*** Extracto de página

El discurso oficial para la aprobación de la ley de aborto reivindica la libertad de elección de la mujer para continuar o no con el embarazo. Pretende ser una expresión concreta del empoderamiento femenino. Pero la realidad desmiente este pretendido efecto. Si se quisiera de verdad respetar la libertad de la mujer embarazada, deberían posibilitársele dos condiciones indispensables para ejercerla; en primer lugar, conocer bien la realidad sobre la cual tiene que decidir y, en segundo lugar, que su voluntad no esté gravemente condicionada o anulada.
Empecemos por lo segundo, que es lo más fácilmente comprobable ya que se basa en la experiencia de millares de mujeres comunes y corrientes quienes, ante la realidad de un embarazo inesperado, padecen muchas formas de presión. En primer lugar, la de la pareja o del progenitor ocasional, incluyendo a los abusadores intrafamiliares y a los violadores, ya que todos tienen en común el no querer “hacerse cargo del problema”. El hecho es que con diversos grados de violencia psíquica o física se condiciona o se anula la libre voluntad de la mujer.

******

> _Tareas y ejercicios_:
1. Resume en menos palabras el párrafo del texto sobre la ley de aborto que empieza con "Empecemos por lo segundo", sin perder sus datos principales.
2. Responde a estas preguntas con la información del texto sobre la ley de aborto.
(a) ¿Qué reivindica el discurso oficial para aprobar la ley?
(b) ¿Cuáles son las dos condiciones indispensables para que la mujer embarazada ejerza su libertad?
(c) ¿Qué tienen en común la pareja, el progenitor ocasional, los abusadores intrafamiliares y los violadores?
3. Continúa el texto sobre la ley de aborto a partir de su última oración.

*** Extractos de datos

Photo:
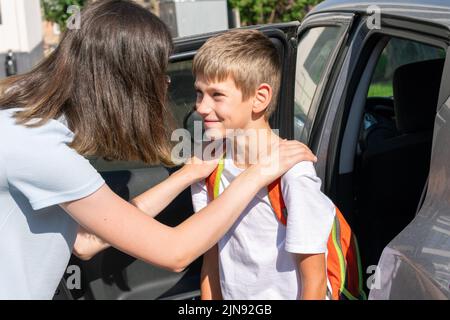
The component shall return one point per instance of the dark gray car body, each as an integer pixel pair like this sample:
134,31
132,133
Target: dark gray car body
416,264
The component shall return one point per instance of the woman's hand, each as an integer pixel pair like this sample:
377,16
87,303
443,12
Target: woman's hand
199,169
282,156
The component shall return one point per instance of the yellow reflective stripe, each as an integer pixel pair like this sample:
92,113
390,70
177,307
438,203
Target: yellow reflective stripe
348,294
217,180
340,255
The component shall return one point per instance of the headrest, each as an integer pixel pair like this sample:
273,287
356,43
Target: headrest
416,94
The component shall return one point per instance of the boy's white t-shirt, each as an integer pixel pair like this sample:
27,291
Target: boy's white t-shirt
257,255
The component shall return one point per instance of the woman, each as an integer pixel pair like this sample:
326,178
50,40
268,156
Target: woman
101,92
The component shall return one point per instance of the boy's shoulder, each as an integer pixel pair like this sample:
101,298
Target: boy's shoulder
301,169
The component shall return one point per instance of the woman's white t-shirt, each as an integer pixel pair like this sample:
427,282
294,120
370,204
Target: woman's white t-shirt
257,255
38,171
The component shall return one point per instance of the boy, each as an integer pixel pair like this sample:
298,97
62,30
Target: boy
237,82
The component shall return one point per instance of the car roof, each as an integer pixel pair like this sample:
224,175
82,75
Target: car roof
437,11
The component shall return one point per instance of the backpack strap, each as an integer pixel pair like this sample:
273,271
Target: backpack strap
276,200
213,182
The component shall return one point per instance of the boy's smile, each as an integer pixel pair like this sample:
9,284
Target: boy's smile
221,107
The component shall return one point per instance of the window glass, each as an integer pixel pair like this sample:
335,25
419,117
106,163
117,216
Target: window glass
398,52
315,50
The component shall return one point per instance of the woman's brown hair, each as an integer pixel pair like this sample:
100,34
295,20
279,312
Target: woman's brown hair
108,80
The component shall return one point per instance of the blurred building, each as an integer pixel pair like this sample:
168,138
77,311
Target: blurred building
20,32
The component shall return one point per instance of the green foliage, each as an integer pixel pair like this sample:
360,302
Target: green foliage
381,89
56,10
271,11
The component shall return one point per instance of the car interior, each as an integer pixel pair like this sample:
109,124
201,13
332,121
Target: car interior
387,150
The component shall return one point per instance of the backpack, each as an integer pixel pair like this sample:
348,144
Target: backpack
343,260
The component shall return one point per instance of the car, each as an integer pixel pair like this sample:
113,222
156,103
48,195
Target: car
366,85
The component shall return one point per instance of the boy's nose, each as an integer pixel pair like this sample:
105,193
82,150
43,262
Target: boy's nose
203,108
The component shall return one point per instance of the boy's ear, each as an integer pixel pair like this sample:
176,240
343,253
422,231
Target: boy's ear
262,98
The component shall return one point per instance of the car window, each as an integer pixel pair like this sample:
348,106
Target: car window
181,93
315,49
398,52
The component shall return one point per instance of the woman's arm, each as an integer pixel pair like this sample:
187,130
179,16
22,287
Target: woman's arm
130,230
152,202
210,280
313,276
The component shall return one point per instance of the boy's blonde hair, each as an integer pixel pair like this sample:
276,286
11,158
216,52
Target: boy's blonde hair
248,56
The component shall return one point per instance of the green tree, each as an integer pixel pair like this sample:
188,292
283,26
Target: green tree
271,11
56,10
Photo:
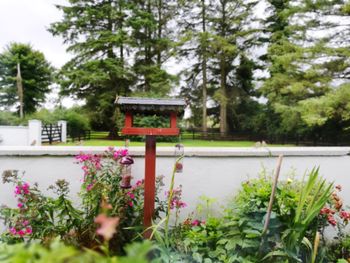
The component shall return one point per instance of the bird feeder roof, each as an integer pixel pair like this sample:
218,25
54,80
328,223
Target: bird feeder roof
135,104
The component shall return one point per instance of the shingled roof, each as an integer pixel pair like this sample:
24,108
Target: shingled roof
150,104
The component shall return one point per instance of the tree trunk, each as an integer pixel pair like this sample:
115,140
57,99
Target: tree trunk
223,98
160,23
20,90
204,73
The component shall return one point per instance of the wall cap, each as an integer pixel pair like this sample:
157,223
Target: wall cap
169,151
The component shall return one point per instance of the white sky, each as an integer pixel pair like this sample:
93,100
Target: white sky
27,21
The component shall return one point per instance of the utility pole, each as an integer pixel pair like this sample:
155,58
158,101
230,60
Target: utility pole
19,90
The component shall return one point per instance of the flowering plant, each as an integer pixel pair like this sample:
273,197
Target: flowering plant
37,216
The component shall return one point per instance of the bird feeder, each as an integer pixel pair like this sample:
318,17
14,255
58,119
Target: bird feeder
148,106
179,151
126,163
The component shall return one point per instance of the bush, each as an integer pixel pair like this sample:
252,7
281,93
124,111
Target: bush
239,236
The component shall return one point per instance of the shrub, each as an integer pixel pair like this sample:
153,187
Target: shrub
44,218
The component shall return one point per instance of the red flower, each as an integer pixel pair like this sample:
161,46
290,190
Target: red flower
108,226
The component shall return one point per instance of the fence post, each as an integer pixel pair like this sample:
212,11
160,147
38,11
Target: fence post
34,132
63,125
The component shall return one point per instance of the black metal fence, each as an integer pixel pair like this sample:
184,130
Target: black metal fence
79,135
215,135
306,140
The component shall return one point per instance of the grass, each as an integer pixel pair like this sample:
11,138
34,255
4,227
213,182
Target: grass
187,143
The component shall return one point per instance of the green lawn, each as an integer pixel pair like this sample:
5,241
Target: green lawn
188,143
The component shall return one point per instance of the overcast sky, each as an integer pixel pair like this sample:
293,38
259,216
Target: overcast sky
27,21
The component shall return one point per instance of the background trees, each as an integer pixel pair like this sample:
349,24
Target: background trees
268,67
36,74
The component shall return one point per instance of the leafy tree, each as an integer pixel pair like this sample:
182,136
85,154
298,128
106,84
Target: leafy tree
36,75
302,65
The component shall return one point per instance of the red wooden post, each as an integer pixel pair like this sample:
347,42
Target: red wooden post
173,119
150,183
128,119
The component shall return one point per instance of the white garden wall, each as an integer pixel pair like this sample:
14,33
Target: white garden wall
214,172
13,135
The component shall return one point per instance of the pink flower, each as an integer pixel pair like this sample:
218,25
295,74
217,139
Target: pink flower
131,195
344,215
89,187
21,233
195,222
13,231
331,220
18,190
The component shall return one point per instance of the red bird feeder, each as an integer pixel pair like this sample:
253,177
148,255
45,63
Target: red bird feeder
148,106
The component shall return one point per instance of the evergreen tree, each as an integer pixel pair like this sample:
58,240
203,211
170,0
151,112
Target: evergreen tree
34,79
195,29
97,35
231,36
152,44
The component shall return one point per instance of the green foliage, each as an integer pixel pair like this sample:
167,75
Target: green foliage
36,75
43,218
239,236
303,67
118,47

******

> _Respuestas escritas_:
1. La segunda condición, que la voluntad de la mujer no esté condicionada, es la más fácil de comprobar porque se basa en la experiencia de miles de mujeres corrientes que, ante un embarazo inesperado, sufren muchas formas de presión. La primera proviene de la pareja o del progenitor ocasional, incluidos abusadores intrafamiliares y violadores, que tienen en común el no querer "hacerse cargo del problema". Con distintos grados de violencia psíquica o física, condicionan o anulan la libre voluntad de la mujer.

2.
(a) La libertad de elección de la mujer para continuar o no con el embarazo.
(b) Conocer bien la realidad sobre la cual tiene que decidir y que su voluntad no esté gravemente condicionada o anulada.
(c) El no querer "hacerse cargo del problema".

3.
También está la presión de la familia, cuando tampoco “quiere hacerse cargo del problema” que llega al extremo de la amenaza de dejarla sin techo, a veces junto a otros menores. También está la amenaza de quedarse sin trabajo, o de no poder acceder a uno; o el impedimento a continuar proyectos personales. En muchos casos, estos condicionamientos a la libertad se viven en una situación de soledad y de angustia, en el marco de una sociedad insolidaria y materialista.
Otro gran condicionamiento de la libertad, del que demasiado poco se habla, es el de la presión del sistema de salud y de la militancia feminista, que promueven el aborto y en ocasiones lo imponen bajo presión moral. Una regulación inicua obliga al personal de la salud a no ofrecer alternativas al aborto ni a informar datos esenciales que pudieran poner en riesgo una presunta decisión de abortar (tal como ver la imagen del bebé en una ecografía o escuchar los latidos de su corazón). Pero en cambio ¡bien se pueden proponer abortos, aunque no sean pedidos! sin motivo o con motivos arbitrarios. En tanto, en los consultorios de atención primaria, se entrega a mansalva fármacos abortivos, banalizando el aborto como un método de control de la natalidad.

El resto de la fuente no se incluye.